§ **Polecenie**: Dodaj 69 do każdej współrzędnej w odpowiedziach i przepisz w całości, wraz z komendami, wyłącznie wpisy od wiersza zawierającego „segment --target nose” do końca wpisów, włącznie z obydwoma krańcami.

[Wpisy wybrane ze zbioru]
------
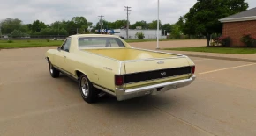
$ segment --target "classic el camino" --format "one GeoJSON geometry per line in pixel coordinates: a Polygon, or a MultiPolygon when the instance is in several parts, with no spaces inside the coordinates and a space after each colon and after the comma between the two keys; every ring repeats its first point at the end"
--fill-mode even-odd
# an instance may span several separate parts
{"type": "Polygon", "coordinates": [[[62,73],[78,81],[87,103],[102,92],[118,101],[156,95],[196,78],[195,64],[187,56],[135,48],[113,35],[72,35],[45,55],[50,75],[62,73]]]}

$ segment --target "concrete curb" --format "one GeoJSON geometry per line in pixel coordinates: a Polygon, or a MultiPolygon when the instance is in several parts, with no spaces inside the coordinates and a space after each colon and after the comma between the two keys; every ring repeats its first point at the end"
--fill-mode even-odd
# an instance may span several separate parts
{"type": "Polygon", "coordinates": [[[228,60],[228,61],[239,61],[246,62],[256,62],[256,60],[252,59],[242,59],[242,58],[230,58],[230,57],[222,57],[222,56],[211,56],[211,55],[202,55],[202,54],[182,54],[184,55],[192,56],[192,57],[200,57],[200,58],[207,58],[207,59],[218,59],[218,60],[228,60]]]}

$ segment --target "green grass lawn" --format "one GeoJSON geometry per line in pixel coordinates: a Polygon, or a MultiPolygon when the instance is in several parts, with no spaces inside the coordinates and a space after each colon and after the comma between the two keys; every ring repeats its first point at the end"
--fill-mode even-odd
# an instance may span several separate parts
{"type": "Polygon", "coordinates": [[[34,40],[0,40],[0,49],[7,48],[24,48],[24,47],[55,47],[60,46],[64,41],[62,40],[46,40],[46,39],[34,39],[34,40]]]}
{"type": "Polygon", "coordinates": [[[256,48],[242,48],[242,47],[181,47],[181,48],[165,48],[165,50],[173,51],[190,51],[190,52],[205,52],[205,53],[219,53],[219,54],[256,54],[256,48]]]}
{"type": "MultiPolygon", "coordinates": [[[[160,41],[168,41],[168,40],[184,40],[184,39],[160,39],[160,41]]],[[[132,43],[132,42],[156,41],[156,39],[128,39],[125,41],[128,43],[132,43]]],[[[27,39],[27,40],[10,40],[10,41],[0,40],[0,49],[58,47],[61,46],[63,42],[64,41],[62,40],[47,40],[47,39],[27,39]]]]}

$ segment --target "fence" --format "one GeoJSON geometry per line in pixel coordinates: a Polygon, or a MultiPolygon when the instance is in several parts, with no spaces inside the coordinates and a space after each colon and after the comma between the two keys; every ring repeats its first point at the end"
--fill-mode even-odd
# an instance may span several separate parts
{"type": "Polygon", "coordinates": [[[2,37],[2,40],[65,39],[68,35],[31,35],[29,37],[2,37]]]}

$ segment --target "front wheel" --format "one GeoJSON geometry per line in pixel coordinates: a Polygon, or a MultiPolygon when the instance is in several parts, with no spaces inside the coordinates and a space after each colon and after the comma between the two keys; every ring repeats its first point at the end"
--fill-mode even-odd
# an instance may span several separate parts
{"type": "Polygon", "coordinates": [[[83,99],[87,103],[94,103],[98,99],[98,91],[85,75],[79,77],[79,89],[83,99]]]}

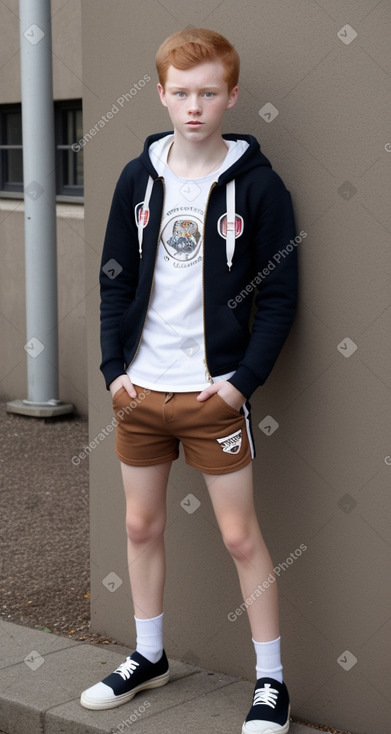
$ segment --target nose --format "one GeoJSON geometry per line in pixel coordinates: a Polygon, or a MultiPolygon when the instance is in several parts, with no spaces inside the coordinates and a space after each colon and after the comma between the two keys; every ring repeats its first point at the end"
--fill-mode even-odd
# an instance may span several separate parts
{"type": "Polygon", "coordinates": [[[192,94],[188,99],[187,111],[189,115],[199,115],[201,112],[200,99],[196,94],[192,94]]]}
------
§ **Odpowiedź**:
$ segment --target nose --format "one GeoJSON geometry per line in pixel coordinates: a Polygon, or a MultiPolygon when the instance is in several parts, with no spaces inside the coordinates and a space after each colon and after the comma between the two keys; every ring repeats its first point at the end"
--fill-mode even-odd
# an instance may span several separate parts
{"type": "Polygon", "coordinates": [[[261,163],[257,168],[256,180],[258,184],[268,184],[270,181],[269,168],[265,163],[261,163]]]}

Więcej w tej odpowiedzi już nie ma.